● CONSIGNE 1:
Reproduis intégralement le texte sur Tchernobyl, sans rien y changer.

● EXTRAIT:
------------------------------

J’aimais leur terre qu’ils avaient souillée plus encore qu’au moment où elle était un paradis, et seulement parce que le malheur y était apparu.
F. Dostoïevski, Le rêve d’un homme ridicule
Pourquoi se rendre à Tchernobyl ? Depuis l’annonce de ce voyage programmé dans le cadre d’une université d’été consacrée aux risques en Europe[1] et à laquelle je participais à la fin du mois d’août 2008, la réponse à cette question s’est transformée à plusieurs reprises. Une semaine de cours et de conférences à Kiev, ville située à cent cinquante kilomètres du « point-zéro » de l’explosion a joué le rôle d’un retour sur soi, un peu à la manière de celui que procure l’attente imposée au navigateur par des conditions météorologiques qui l’empêchent de prendre le large. Le renoncement à ce voyage constitue l’aboutissement de ce cheminement de pensée, et la décision de ne pas aller à Tchernobyl correspond précisément à l’avatar d’une expérience de la compassion. C’est ce que ce texte cherche à relater.

------------------------------

[Entrées de données stockées]
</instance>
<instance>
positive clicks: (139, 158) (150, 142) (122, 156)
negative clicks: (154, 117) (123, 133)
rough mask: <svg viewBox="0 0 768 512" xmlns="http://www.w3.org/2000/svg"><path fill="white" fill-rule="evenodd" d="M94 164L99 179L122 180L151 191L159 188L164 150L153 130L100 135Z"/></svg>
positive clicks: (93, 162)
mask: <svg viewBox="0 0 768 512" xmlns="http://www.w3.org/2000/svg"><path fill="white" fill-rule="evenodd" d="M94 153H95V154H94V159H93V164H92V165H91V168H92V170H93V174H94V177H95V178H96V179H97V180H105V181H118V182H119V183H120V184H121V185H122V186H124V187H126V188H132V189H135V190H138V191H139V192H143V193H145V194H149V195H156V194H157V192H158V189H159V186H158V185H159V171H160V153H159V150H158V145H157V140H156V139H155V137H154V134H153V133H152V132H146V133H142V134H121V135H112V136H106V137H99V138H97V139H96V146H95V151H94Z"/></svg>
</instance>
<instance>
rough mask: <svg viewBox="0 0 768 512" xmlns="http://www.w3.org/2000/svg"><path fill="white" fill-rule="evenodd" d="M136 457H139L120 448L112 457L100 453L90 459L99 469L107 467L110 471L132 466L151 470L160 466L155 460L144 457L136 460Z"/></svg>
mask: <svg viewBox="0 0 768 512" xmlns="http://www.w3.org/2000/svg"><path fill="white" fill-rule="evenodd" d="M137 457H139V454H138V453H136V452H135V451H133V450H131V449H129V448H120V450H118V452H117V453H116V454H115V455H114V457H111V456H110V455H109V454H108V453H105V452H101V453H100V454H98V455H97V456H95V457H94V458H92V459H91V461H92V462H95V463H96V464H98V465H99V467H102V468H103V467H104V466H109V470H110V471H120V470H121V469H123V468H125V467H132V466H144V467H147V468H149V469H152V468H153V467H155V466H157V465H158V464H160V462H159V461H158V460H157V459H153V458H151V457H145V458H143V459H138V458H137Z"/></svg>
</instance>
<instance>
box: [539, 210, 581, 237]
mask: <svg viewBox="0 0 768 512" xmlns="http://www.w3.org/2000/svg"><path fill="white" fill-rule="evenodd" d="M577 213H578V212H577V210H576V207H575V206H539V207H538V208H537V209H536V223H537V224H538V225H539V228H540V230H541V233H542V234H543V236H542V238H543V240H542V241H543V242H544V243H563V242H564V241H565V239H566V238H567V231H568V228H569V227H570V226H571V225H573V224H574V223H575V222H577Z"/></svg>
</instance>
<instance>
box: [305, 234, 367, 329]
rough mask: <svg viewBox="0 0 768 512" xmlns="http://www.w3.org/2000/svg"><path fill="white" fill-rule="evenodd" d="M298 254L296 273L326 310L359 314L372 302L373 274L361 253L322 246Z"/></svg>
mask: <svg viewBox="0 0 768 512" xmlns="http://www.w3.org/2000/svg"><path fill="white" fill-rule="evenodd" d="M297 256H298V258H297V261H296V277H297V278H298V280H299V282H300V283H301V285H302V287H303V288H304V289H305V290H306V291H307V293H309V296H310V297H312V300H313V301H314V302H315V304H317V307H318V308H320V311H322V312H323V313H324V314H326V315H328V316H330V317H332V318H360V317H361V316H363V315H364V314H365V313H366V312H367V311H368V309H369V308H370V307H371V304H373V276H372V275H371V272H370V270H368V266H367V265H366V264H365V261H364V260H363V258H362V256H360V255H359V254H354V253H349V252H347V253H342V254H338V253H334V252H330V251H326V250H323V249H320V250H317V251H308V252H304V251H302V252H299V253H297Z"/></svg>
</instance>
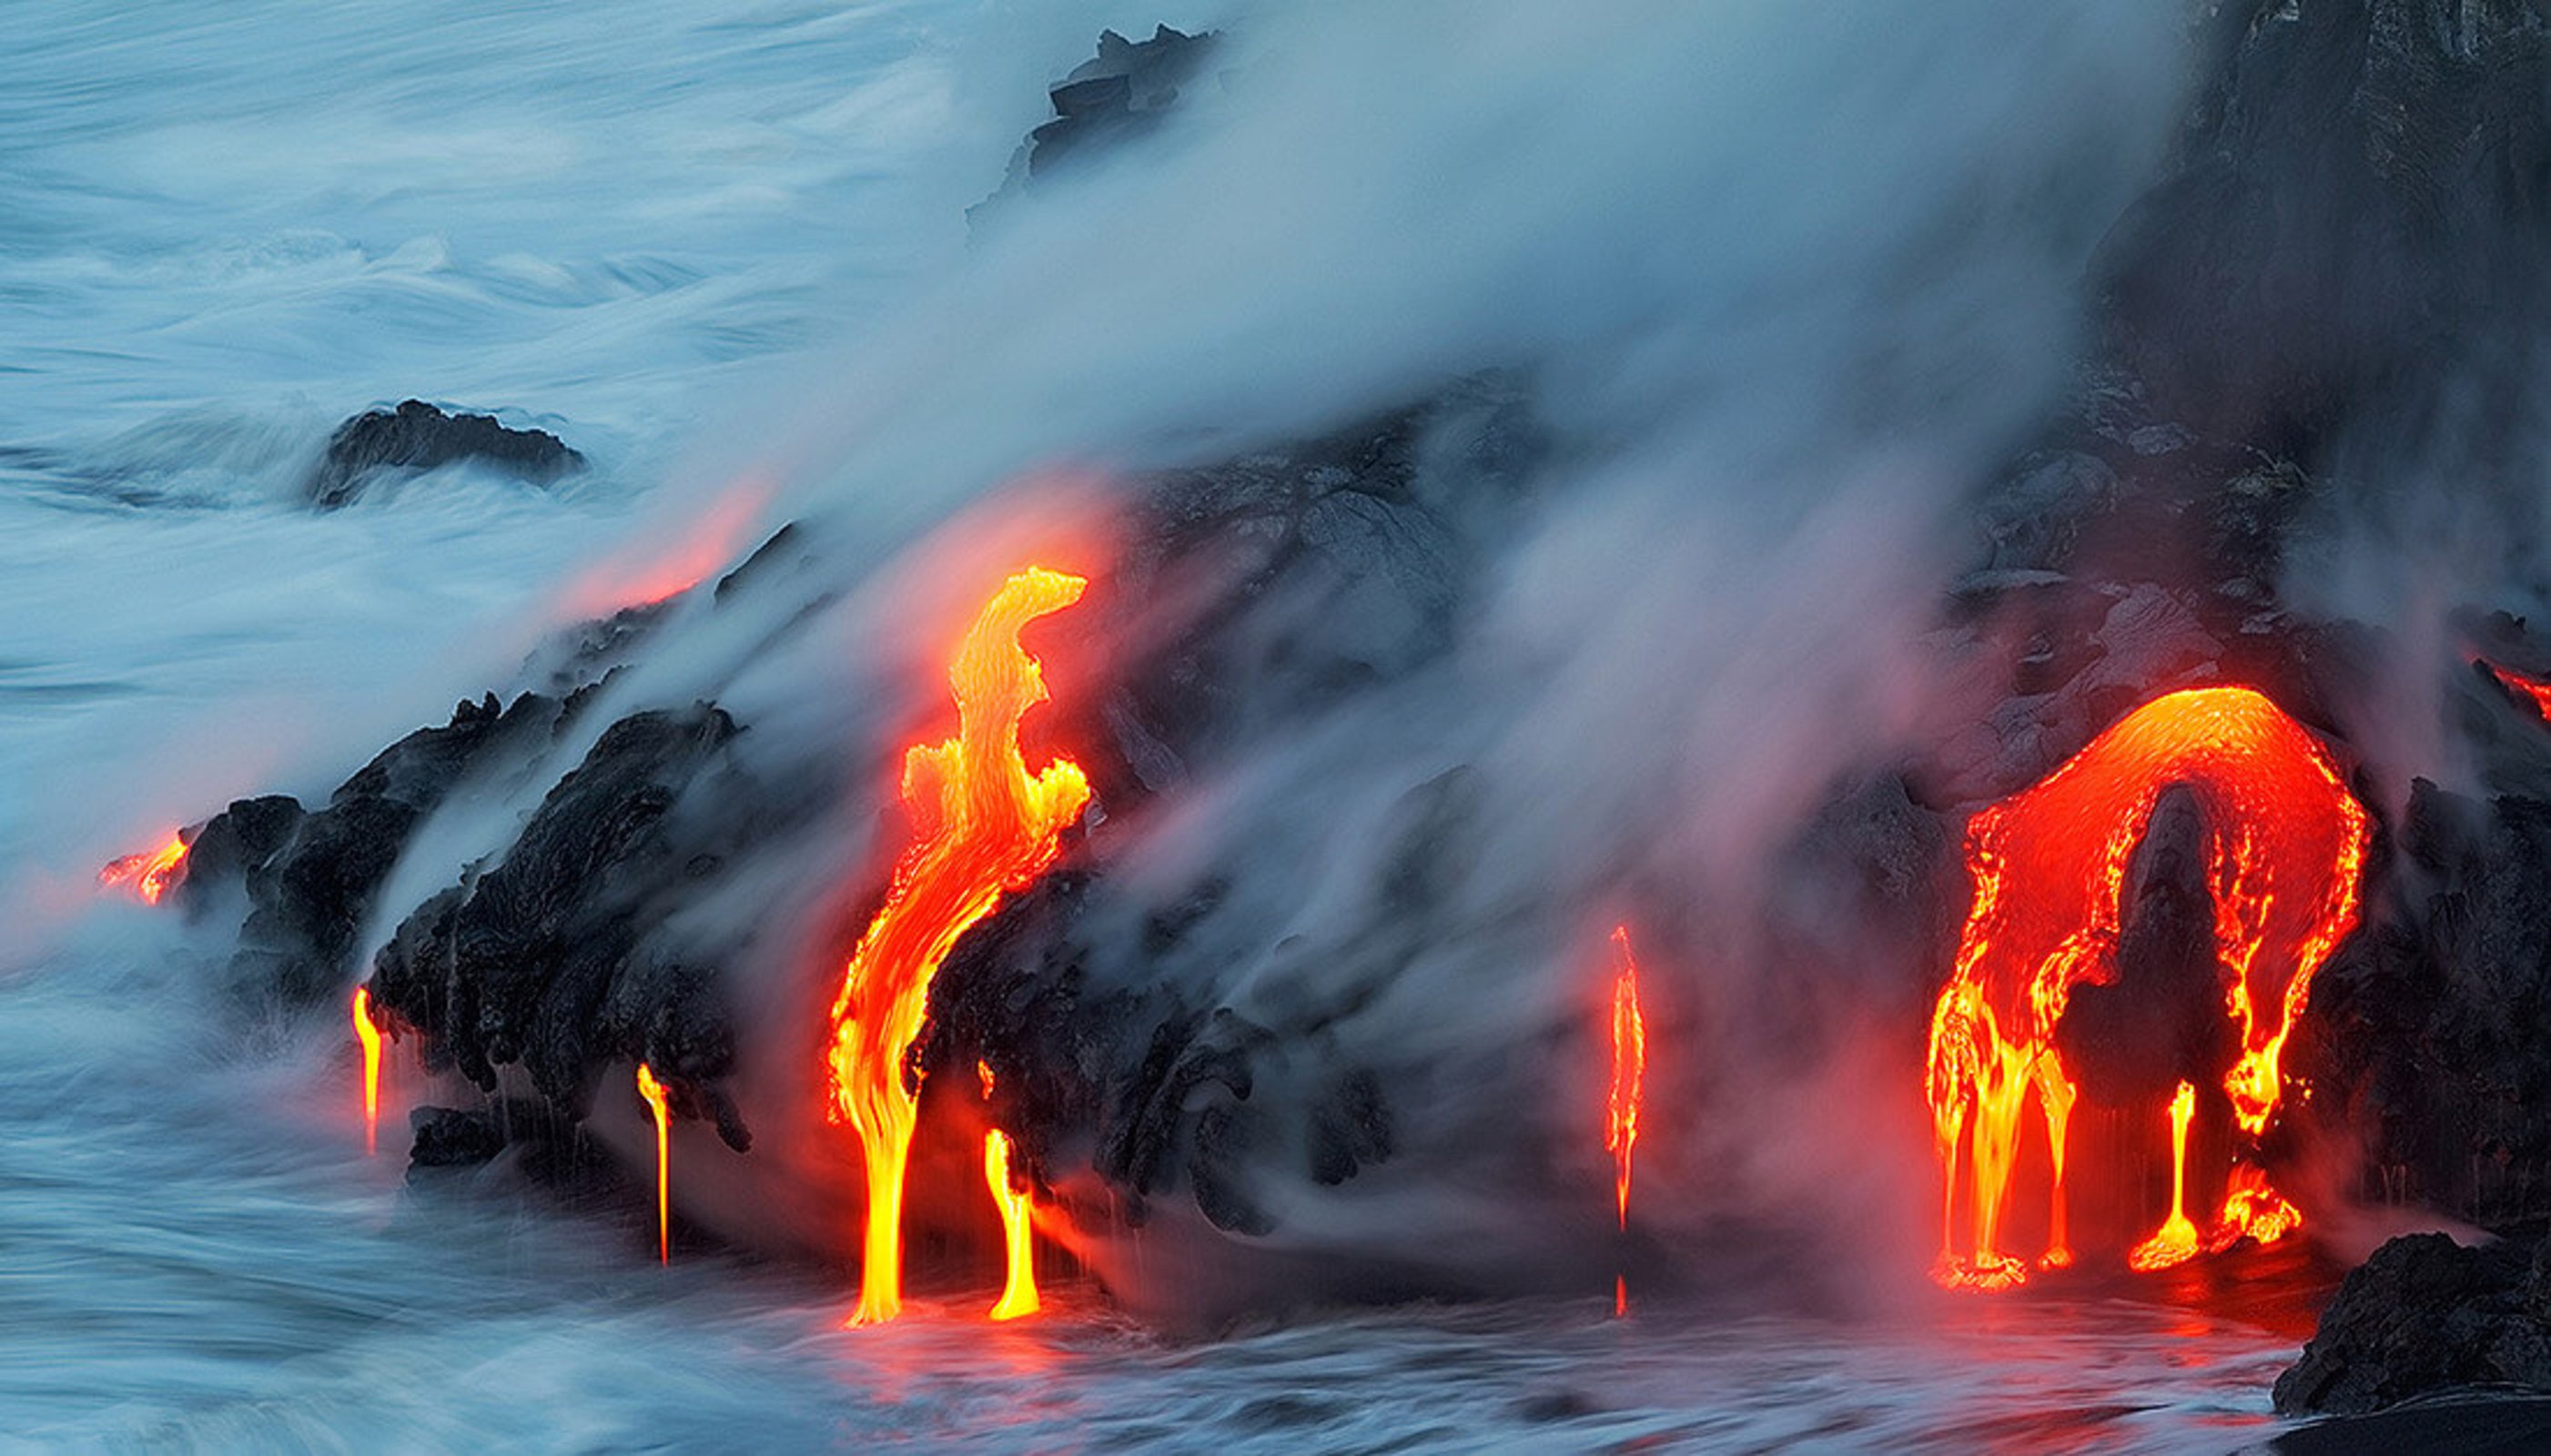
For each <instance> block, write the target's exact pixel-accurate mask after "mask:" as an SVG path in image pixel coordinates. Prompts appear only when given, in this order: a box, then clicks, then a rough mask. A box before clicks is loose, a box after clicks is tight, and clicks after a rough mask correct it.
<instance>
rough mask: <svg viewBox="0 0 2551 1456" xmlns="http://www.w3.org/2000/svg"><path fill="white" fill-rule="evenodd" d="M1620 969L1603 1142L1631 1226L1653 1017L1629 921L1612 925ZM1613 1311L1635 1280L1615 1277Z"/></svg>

------------------------------

● CONSIGNE 2:
Renvoie à l'identique les lignes de données, en partant de la toute première et jusqu'à celle qui contient « positive clicks: (93, 162) », incluse.

● RÉPONSE FINALE 1:
J’aimais leur terre qu’ils avaient souillée plus encore qu’au moment où elle était un paradis, et seulement parce que le malheur y était apparu.
F. Dostoïevski, Le rêve d’un homme ridicule
Pourquoi se rendre à Tchernobyl ? Depuis l’annonce de ce voyage programmé dans le cadre d’une université d’été consacrée aux risques en Europe[1] et à laquelle je participais à la fin du mois d’août 2008, la réponse à cette question s’est transformée à plusieurs reprises. Une semaine de cours et de conférences à Kiev, ville située à cent cinquante kilomètres du « point-zéro » de l’explosion a joué le rôle d’un retour sur soi, un peu à la manière de celui que procure l’attente imposée au navigateur par des conditions météorologiques qui l’empêchent de prendre le large. Le renoncement à ce voyage constitue l’aboutissement de ce cheminement de pensée, et la décision de ne pas aller à Tchernobyl correspond précisément à l’avatar d’une expérience de la compassion. C’est ce que ce texte cherche à relater.

● RÉPONSE FINALE 2:
</instance>
<instance>
positive clicks: (139, 158) (150, 142) (122, 156)
negative clicks: (154, 117) (123, 133)
rough mask: <svg viewBox="0 0 768 512" xmlns="http://www.w3.org/2000/svg"><path fill="white" fill-rule="evenodd" d="M94 164L99 179L122 180L151 191L159 188L164 150L153 130L100 135Z"/></svg>
positive clicks: (93, 162)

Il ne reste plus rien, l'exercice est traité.